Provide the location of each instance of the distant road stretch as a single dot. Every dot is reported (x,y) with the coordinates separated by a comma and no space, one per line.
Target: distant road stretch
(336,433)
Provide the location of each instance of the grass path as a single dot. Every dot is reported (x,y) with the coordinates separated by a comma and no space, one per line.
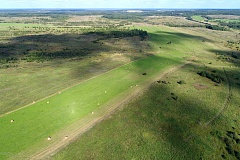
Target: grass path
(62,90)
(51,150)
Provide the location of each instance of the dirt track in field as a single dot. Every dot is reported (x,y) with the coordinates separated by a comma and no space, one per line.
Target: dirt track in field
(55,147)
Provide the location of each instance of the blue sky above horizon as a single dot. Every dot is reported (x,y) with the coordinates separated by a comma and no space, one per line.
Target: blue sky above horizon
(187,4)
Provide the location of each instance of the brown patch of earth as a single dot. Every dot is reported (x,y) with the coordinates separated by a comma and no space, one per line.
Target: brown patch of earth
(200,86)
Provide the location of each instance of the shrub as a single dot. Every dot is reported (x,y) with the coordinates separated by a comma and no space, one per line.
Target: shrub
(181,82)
---------------
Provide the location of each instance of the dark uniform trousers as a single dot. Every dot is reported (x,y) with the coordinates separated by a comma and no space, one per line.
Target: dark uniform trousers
---------------
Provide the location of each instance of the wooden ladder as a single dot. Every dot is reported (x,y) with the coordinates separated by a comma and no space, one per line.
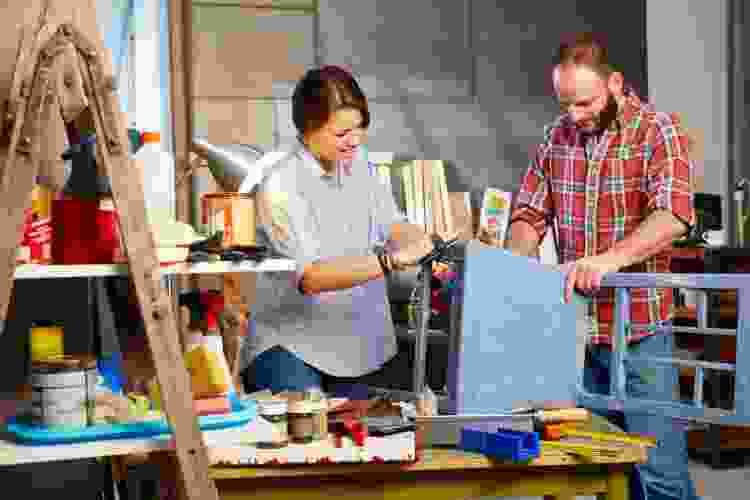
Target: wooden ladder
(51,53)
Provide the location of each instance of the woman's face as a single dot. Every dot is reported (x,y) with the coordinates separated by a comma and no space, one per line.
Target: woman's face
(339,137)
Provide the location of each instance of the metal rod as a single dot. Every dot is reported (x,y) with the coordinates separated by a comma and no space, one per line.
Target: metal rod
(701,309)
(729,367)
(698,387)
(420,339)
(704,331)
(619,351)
---------------
Stated problem
Please report how many lines in the entries above contain the word "shrub". Give only the number.

The output
2